* Problem requirements
Extract every line of the listing below verbatim, omitting the pictures.

[Extracted data entries]
☆ ☆ ☆ ☆ ☆ ☆ ☆

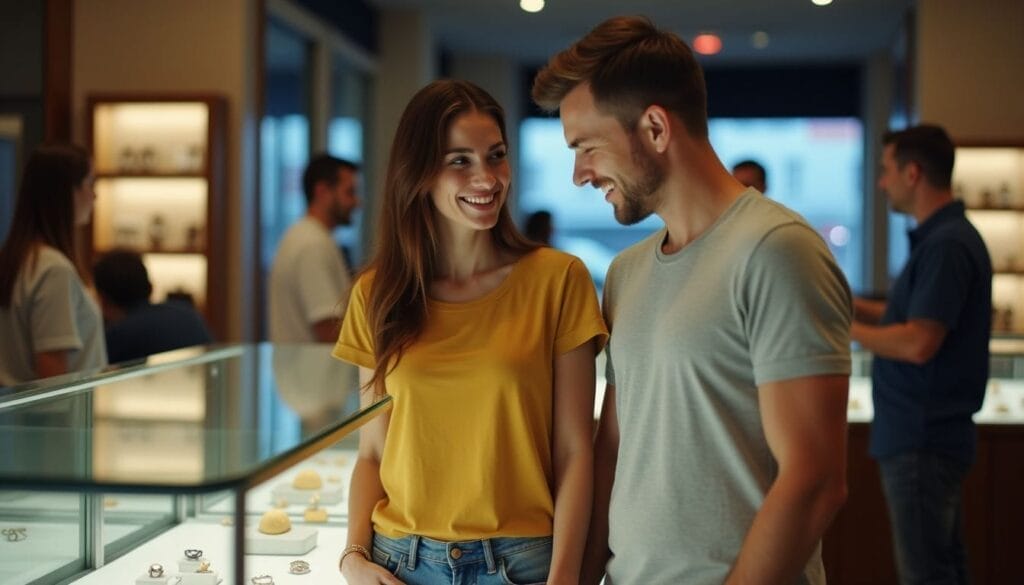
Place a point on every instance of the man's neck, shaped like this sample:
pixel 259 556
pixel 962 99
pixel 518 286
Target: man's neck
pixel 696 192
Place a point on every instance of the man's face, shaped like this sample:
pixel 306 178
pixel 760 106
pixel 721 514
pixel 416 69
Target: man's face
pixel 610 158
pixel 344 198
pixel 893 181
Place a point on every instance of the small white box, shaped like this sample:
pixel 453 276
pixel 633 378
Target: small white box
pixel 297 541
pixel 328 496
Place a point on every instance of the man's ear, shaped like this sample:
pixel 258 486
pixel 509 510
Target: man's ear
pixel 654 128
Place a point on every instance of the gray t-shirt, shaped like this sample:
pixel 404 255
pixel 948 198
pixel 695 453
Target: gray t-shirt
pixel 757 298
pixel 309 282
pixel 50 310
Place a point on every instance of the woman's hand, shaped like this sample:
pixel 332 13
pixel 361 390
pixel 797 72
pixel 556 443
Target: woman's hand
pixel 357 571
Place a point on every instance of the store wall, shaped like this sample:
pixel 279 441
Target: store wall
pixel 969 63
pixel 185 46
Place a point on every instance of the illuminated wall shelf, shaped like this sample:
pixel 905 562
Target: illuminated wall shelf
pixel 990 181
pixel 160 191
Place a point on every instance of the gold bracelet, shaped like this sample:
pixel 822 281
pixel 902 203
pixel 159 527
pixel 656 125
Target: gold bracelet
pixel 349 550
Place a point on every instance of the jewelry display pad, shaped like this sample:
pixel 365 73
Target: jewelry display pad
pixel 165 580
pixel 295 542
pixel 199 579
pixel 215 541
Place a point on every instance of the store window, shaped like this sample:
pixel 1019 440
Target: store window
pixel 814 167
pixel 346 130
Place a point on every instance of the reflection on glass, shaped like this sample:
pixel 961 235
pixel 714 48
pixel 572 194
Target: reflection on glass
pixel 209 421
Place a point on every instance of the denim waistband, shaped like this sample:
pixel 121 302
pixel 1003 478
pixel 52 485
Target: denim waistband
pixel 455 553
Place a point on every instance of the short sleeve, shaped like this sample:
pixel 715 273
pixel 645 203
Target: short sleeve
pixel 796 306
pixel 355 343
pixel 54 297
pixel 580 318
pixel 318 286
pixel 942 282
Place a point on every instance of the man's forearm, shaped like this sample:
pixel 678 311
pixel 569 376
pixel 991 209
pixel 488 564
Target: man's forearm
pixel 785 531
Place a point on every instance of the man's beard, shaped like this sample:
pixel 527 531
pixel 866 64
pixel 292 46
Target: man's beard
pixel 638 196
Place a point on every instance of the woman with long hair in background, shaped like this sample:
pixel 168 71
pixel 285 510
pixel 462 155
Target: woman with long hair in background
pixel 49 324
pixel 482 469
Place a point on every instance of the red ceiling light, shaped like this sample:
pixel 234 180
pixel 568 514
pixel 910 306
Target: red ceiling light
pixel 707 44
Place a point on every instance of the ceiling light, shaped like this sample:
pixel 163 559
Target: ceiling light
pixel 531 5
pixel 760 40
pixel 707 43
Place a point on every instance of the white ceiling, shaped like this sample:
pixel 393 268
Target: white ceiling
pixel 799 31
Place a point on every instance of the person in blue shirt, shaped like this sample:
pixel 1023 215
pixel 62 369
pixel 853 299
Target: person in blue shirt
pixel 930 342
pixel 135 327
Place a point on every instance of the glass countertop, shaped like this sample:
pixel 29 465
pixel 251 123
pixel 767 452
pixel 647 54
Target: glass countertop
pixel 194 420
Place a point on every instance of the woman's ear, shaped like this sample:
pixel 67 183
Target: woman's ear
pixel 654 128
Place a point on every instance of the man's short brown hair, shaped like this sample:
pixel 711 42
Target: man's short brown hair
pixel 630 65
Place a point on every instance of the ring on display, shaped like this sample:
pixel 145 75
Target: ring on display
pixel 14 534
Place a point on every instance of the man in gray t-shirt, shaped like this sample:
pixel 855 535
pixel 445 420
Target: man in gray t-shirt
pixel 721 452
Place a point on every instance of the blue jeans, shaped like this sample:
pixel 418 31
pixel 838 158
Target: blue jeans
pixel 419 560
pixel 923 492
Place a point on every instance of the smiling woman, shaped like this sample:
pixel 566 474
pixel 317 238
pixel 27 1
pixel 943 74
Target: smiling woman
pixel 460 314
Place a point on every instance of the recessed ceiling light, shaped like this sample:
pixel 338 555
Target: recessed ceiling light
pixel 707 43
pixel 531 5
pixel 760 40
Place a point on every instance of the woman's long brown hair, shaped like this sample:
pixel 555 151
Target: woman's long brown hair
pixel 44 212
pixel 407 252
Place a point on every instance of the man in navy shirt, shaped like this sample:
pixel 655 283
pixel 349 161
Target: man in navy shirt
pixel 135 327
pixel 930 342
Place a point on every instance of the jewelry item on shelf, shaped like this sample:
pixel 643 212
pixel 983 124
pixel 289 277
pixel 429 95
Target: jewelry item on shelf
pixel 14 534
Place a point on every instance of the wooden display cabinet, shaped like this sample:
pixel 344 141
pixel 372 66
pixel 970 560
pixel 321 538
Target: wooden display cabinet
pixel 990 181
pixel 160 190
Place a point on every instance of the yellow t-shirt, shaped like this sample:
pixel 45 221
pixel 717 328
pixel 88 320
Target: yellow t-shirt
pixel 468 449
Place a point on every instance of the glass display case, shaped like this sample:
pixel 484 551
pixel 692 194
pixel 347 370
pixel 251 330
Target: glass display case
pixel 196 466
pixel 160 191
pixel 990 181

☆ ☆ ☆ ☆ ☆ ☆ ☆

* Written answer
Place a point on every instance of the man's neck, shaped like this sample:
pixel 259 556
pixel 962 99
pixel 518 286
Target: man's neck
pixel 696 192
Place a point on every instance of the man's face, shaped like this sample:
pixel 306 178
pixel 760 106
pixel 721 514
pixel 416 69
Target: man's face
pixel 610 158
pixel 344 198
pixel 893 181
Place a point on every instance of the small white box, shaped like this sample:
pixel 453 276
pixel 633 378
Target: small white box
pixel 297 541
pixel 328 496
Place a point on every instance of the man's ear, shaped like this sample:
pixel 258 486
pixel 509 510
Target: man's ear
pixel 654 128
Place a point on every instance of the gray t-shirt, shaped like this sample:
pixel 404 255
pixel 948 198
pixel 695 453
Target: gray t-shirt
pixel 757 298
pixel 309 282
pixel 50 310
Place a point on every instance of the woman's hand, shaped like this sample:
pixel 332 13
pixel 361 390
pixel 797 72
pixel 556 443
Target: woman's hand
pixel 357 571
Place a point on every instance of the store wall, shaped like this sample:
pixel 279 441
Target: store wall
pixel 969 63
pixel 185 46
Place a point on every instance of the illuminated wall shelf, shaped like this sample:
pixel 905 562
Target: illuminated wall shelf
pixel 990 181
pixel 160 191
Place a point on every instance of the gold bracelet, shaped like this sample:
pixel 822 281
pixel 902 203
pixel 159 527
pixel 656 125
Target: gold bracelet
pixel 349 550
Place a point on every instance of the jewelry display pad, shaped like this sample:
pixel 365 73
Target: jewelry display pad
pixel 165 580
pixel 295 542
pixel 199 579
pixel 215 541
Place a point on every instance of the store window, shaped like this sample:
pixel 1019 440
Target: store window
pixel 814 167
pixel 346 130
Place a point on every instance of the reflection on glass, shaped like this sample:
pixel 961 235
pixel 714 48
pixel 572 194
Target: reflection on glass
pixel 209 421
Place a point on every instance of the denim waistband, shaped like this sample:
pixel 121 302
pixel 1003 478
pixel 52 485
Target: denim waistband
pixel 455 553
Place a point on every instance of the short sleeve, shaped like this sample:
pixel 715 273
pixel 645 203
Target: short sleeve
pixel 796 306
pixel 355 343
pixel 54 297
pixel 580 318
pixel 318 286
pixel 942 282
Place a point on every instance of the man's forearm, shaped like this sample:
pixel 678 311
pixel 569 376
pixel 991 209
pixel 488 564
Target: man's forearm
pixel 785 531
Place a point on every instance of the man's beard, shaped like this sample:
pixel 527 531
pixel 866 64
pixel 292 46
Target: man's beard
pixel 638 196
Place a point on every instance of the woman with long hair in background, shaped like this sample:
pixel 168 71
pixel 285 510
pixel 462 155
Target: woman with long hair in background
pixel 49 324
pixel 482 469
Place a point on every instance of the red ceiling light, shaped like this sample:
pixel 234 180
pixel 568 514
pixel 910 306
Target: red ceiling light
pixel 707 44
Place a point on every instance of the ceiling light, shaped like this sample:
pixel 163 559
Target: ceiling light
pixel 531 5
pixel 760 40
pixel 707 43
Place a point on every instance of the white ceiling, shaped like this sample:
pixel 393 268
Target: white ceiling
pixel 799 31
Place a point on every instance of the person in blue shirt, shaped like this sample:
pixel 1023 215
pixel 62 369
pixel 853 299
Target: person in blue shirt
pixel 930 342
pixel 135 327
Place a point on every instance of the glass countertop, shaped like this sample:
pixel 29 465
pixel 251 123
pixel 767 452
pixel 647 54
Target: glass countertop
pixel 194 420
Place a point on every instance of the woman's ear, shaped like this sample:
pixel 67 183
Target: woman's ear
pixel 654 128
Place a point on every instance of the man's short brown hair, shaped like this sample:
pixel 711 42
Target: man's short brown hair
pixel 630 65
Place a point on every instance of the ring on display, shaped like this sample:
pixel 145 75
Target: ring on display
pixel 14 534
Place a point on every instance of the man in gray t-shirt, shaped like this sample:
pixel 855 535
pixel 445 420
Target: man in gray t-shirt
pixel 721 452
Place a point on every instance of the blue jeans, shaped like this sample:
pixel 418 31
pixel 838 158
Target: blue jeans
pixel 419 560
pixel 923 492
Place a point on every instance of the smiling woman, shaped like this sample:
pixel 566 474
pixel 317 238
pixel 27 1
pixel 943 74
Target: smiling woman
pixel 460 314
Place a point on every instance of the recessed ceiling light, shaped like this sample:
pixel 338 555
Target: recessed ceiling light
pixel 707 43
pixel 531 5
pixel 760 40
Place a point on every instance of the woman's long brown hair, shaped like this sample:
pixel 555 151
Target: woman's long brown hair
pixel 44 212
pixel 407 252
Place a point on every instance of the man in navy shirt, shaped like this sample:
pixel 655 283
pixel 349 161
Target: man in navy shirt
pixel 135 327
pixel 930 342
Place a point on every instance of the jewelry item on shelf, shaped like this sample:
pixel 643 212
pixel 983 124
pixel 289 277
pixel 429 95
Target: jewelry item on shelf
pixel 14 534
Place a point on every instance of the wooden display cabinet, shaped like this sample:
pixel 344 141
pixel 372 66
pixel 970 560
pixel 321 538
Target: wooden display cabinet
pixel 990 181
pixel 160 190
Place a point on every instance of the yellow t-shirt, shaped like this sample:
pixel 45 221
pixel 717 328
pixel 88 320
Target: yellow t-shirt
pixel 468 449
Place a point on every instance of the glass display case, shaped like this sample:
pixel 484 551
pixel 692 194
pixel 347 370
pixel 251 330
Target: glass display case
pixel 196 466
pixel 160 191
pixel 990 181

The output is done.